Records excerpted from a collection:
[START]

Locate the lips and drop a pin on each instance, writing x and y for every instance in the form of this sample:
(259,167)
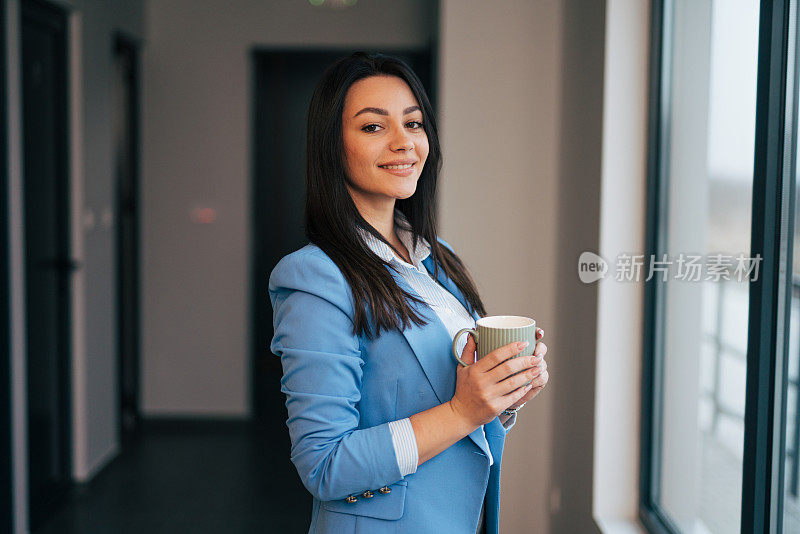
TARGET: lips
(403,169)
(397,167)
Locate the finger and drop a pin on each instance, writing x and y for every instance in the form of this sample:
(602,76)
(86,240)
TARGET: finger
(468,354)
(512,366)
(498,356)
(520,379)
(515,396)
(541,380)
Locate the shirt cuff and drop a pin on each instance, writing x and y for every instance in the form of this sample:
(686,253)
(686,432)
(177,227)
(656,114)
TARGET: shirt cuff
(510,422)
(405,445)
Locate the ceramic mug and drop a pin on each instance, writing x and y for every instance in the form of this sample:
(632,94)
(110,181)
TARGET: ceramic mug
(495,331)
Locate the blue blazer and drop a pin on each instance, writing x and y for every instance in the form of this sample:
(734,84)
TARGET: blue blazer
(341,392)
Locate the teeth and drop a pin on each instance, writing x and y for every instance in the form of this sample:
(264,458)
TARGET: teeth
(406,166)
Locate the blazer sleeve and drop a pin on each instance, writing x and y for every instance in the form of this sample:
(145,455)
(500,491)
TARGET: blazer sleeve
(322,372)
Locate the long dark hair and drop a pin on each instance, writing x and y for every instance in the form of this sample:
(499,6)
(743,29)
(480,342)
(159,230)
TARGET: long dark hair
(333,221)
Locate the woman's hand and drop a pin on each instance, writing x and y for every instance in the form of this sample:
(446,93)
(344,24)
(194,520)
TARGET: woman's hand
(485,388)
(541,379)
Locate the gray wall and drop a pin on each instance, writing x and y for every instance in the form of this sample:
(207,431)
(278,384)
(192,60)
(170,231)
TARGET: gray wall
(520,109)
(197,108)
(94,393)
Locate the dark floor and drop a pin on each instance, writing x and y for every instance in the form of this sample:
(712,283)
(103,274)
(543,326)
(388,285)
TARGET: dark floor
(192,478)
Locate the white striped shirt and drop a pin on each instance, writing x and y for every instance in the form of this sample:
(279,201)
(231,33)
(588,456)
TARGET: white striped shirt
(447,307)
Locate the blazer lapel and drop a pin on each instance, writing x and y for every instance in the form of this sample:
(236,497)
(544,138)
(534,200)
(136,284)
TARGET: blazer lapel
(433,349)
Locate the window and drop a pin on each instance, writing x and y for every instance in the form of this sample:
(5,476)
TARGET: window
(720,432)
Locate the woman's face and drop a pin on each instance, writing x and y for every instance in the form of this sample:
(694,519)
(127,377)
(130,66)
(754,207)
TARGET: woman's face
(385,144)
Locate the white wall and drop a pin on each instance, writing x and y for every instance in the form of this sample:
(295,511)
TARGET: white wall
(622,224)
(94,376)
(196,151)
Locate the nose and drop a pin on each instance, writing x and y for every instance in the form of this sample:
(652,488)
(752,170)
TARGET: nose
(402,142)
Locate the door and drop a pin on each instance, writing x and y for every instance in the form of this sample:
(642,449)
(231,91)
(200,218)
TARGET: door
(47,256)
(126,131)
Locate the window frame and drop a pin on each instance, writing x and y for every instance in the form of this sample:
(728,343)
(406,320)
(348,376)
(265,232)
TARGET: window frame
(769,293)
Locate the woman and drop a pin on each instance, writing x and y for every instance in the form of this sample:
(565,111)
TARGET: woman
(388,433)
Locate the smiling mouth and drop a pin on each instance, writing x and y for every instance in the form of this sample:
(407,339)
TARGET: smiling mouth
(397,167)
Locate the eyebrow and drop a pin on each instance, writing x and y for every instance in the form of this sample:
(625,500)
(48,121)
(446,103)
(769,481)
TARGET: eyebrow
(380,111)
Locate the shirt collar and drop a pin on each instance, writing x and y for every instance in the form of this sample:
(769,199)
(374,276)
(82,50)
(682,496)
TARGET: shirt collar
(405,234)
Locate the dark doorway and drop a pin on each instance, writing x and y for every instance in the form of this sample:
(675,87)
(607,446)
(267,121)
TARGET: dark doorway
(48,265)
(126,147)
(283,84)
(6,440)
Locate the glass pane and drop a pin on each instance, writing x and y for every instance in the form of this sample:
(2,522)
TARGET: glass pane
(711,49)
(789,392)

[END]

What is asked: Turn the part of the listing that opens with the line containing "Locate the eyebrow" and runs through the end of the listing into a numbered list, skipping blank lines.

Expected output:
1. Locate the eyebrow and drop a pin on each instance, writing x and y for every instance in the form of this sample:
2. (625,500)
3. (48,121)
4. (446,103)
5. (769,481)
6. TARGET: eyebrow
7. (380,111)
8. Locate the shirt collar and drop a pin on each instance, writing x and y for every instance in the form of this sample:
9. (769,199)
10. (374,276)
11. (82,50)
12. (682,496)
13. TARGET: shirt collar
14. (405,234)
15. Locate the dark doorway and drop a pin on each instance, writing x and y for every instance in the form of this sample:
16. (675,87)
17. (607,446)
18. (267,121)
19. TARGET: dark doorway
20. (48,265)
21. (126,147)
22. (283,84)
23. (6,440)
24. Locate the glass pane and drop a pin on each instance, writing x and y for every instance in the form of this sample:
25. (2,522)
26. TARGET: glass pane
27. (711,49)
28. (789,392)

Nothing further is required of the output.